Task input.
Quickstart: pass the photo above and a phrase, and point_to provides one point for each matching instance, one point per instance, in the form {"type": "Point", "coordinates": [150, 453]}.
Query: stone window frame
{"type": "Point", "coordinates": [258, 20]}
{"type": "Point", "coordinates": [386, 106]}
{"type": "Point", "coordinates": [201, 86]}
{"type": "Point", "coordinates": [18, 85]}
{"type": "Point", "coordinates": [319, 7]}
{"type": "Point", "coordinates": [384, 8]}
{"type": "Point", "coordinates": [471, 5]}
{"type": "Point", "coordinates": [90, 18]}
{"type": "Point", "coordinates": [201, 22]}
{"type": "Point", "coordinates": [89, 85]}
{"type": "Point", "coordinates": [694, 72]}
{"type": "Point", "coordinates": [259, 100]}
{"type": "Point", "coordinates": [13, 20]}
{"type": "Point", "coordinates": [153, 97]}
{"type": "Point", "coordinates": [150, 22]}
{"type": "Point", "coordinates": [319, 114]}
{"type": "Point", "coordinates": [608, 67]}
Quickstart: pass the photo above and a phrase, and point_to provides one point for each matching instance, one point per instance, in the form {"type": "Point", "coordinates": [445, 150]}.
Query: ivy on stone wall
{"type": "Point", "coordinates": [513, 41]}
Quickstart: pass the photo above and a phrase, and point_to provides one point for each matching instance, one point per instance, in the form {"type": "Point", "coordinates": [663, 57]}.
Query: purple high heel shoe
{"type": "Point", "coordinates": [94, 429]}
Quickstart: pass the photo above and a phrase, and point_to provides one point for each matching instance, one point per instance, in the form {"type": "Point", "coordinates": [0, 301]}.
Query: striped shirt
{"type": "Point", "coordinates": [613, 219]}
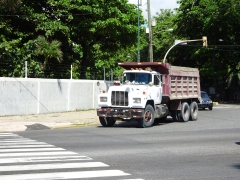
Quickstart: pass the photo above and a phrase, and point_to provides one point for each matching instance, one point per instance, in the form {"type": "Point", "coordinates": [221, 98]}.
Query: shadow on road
{"type": "Point", "coordinates": [237, 166]}
{"type": "Point", "coordinates": [134, 124]}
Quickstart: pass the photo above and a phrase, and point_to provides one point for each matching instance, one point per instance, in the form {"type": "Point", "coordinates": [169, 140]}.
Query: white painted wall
{"type": "Point", "coordinates": [24, 96]}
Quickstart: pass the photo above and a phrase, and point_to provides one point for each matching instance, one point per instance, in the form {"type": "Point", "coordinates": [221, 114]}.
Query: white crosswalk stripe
{"type": "Point", "coordinates": [23, 158]}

Work required.
For every line in the data above that holds "each", return the line itself.

Answer.
Quickstart: pass the photo above and a phrase, and point_to provides one point for each matching instance, one point per instance, in the form {"type": "Point", "coordinates": [150, 453]}.
Quickstart: pass the photo above and a phrase, and point_to provides one point for each matching instance, one point per instance, in the form {"type": "Point", "coordinates": [445, 150]}.
Quickstart: pass the photo above and a phrase, and point_to provides one point for each matching instance, one point per instance, in the form {"type": "Point", "coordinates": [663, 57]}.
Quickstart: pass the photo above and a phrase, and point_to provides one point for each matching instance, one point per instance, in the form {"type": "Point", "coordinates": [0, 301]}.
Quickstart: pass the photo above and a phrase, and point_to provides one point for each matching instance, one point per instance, in the form {"type": "Point", "coordinates": [221, 98]}.
Quickstart: pass the photo above and a phrase, and point_to provides one point for each matching instance, one point per instance, in the form {"type": "Point", "coordinates": [169, 140]}.
Quickstart: pass the photo above and a phrase, and point_to provides one point for each matching instance, one point per instance, in the form {"type": "Point", "coordinates": [221, 114]}.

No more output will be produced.